[ABOUT THIS TASK]: Please retype, unchanged, each line from the top of the material below through the line where "box: [993, 461, 1131, 520]" appears.
::: SUPPLIED DATA :::
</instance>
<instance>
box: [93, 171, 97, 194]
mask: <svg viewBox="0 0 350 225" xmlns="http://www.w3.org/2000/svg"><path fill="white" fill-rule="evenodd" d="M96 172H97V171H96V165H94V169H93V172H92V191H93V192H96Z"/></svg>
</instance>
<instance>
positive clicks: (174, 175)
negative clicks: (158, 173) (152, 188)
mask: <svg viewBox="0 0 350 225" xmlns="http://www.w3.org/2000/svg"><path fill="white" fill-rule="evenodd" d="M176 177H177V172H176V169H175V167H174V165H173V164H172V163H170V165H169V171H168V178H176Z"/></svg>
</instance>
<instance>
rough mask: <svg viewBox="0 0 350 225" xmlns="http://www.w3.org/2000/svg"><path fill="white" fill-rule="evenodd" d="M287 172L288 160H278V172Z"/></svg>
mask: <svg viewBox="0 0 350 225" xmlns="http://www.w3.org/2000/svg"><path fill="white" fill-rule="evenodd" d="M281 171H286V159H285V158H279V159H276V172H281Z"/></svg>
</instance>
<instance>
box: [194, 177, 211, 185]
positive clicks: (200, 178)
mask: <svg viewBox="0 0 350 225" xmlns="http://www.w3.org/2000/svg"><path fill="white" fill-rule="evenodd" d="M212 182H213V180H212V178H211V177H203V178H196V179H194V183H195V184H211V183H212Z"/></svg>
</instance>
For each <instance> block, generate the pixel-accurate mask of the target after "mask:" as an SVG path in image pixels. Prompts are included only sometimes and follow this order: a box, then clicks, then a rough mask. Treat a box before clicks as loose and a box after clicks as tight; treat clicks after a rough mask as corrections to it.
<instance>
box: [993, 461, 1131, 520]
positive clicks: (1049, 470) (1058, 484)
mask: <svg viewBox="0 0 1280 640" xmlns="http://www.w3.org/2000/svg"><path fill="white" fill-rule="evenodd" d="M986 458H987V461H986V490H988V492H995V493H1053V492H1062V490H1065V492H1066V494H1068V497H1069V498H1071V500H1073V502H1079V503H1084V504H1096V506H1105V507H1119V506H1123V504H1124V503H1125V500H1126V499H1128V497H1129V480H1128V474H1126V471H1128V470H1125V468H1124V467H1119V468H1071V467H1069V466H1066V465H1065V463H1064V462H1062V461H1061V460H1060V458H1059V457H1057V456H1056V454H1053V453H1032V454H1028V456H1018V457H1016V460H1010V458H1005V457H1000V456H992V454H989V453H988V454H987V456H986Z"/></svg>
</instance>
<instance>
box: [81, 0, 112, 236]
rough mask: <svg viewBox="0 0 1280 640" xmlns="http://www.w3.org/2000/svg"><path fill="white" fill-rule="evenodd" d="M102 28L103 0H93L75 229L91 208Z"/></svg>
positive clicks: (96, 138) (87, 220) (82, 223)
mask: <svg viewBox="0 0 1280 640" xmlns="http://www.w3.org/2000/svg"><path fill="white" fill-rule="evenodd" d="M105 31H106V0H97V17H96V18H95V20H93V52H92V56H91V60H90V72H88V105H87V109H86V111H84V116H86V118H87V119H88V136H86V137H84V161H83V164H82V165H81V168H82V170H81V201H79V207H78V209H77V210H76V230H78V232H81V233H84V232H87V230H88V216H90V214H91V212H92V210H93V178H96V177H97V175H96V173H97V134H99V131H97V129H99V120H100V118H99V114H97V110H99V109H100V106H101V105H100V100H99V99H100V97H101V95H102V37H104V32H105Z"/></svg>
:::
[SOLUTION FOR THIS EXERCISE]:
</instance>
<instance>
box: [93, 171, 97, 194]
mask: <svg viewBox="0 0 350 225" xmlns="http://www.w3.org/2000/svg"><path fill="white" fill-rule="evenodd" d="M96 172H97V171H96V165H94V169H93V172H92V191H93V192H96Z"/></svg>
</instance>
<instance>
positive clicks: (174, 175)
negative clicks: (158, 173) (152, 188)
mask: <svg viewBox="0 0 350 225" xmlns="http://www.w3.org/2000/svg"><path fill="white" fill-rule="evenodd" d="M176 177H177V172H176V169H175V167H174V165H173V164H172V163H170V165H169V171H168V178H176Z"/></svg>
</instance>
<instance>
rough mask: <svg viewBox="0 0 350 225" xmlns="http://www.w3.org/2000/svg"><path fill="white" fill-rule="evenodd" d="M287 172L288 160H278V172Z"/></svg>
mask: <svg viewBox="0 0 350 225" xmlns="http://www.w3.org/2000/svg"><path fill="white" fill-rule="evenodd" d="M281 171H286V159H285V158H279V159H276V172H281Z"/></svg>
</instance>
<instance>
box: [194, 177, 211, 185]
positive clicks: (200, 178)
mask: <svg viewBox="0 0 350 225" xmlns="http://www.w3.org/2000/svg"><path fill="white" fill-rule="evenodd" d="M212 182H213V180H212V178H211V177H203V178H196V179H194V183H195V184H211V183H212Z"/></svg>
</instance>
For each <instance> block, generate the pixel-accurate mask of the target after "mask:" as an SVG path in image pixels. Prompts are included only sometimes and follow this order: a box, then clicks, then a rough mask. Treat a box before clicks as loose and a box after clicks as tight; treat clicks after a rough mask as corrections to it.
<instance>
box: [993, 461, 1131, 520]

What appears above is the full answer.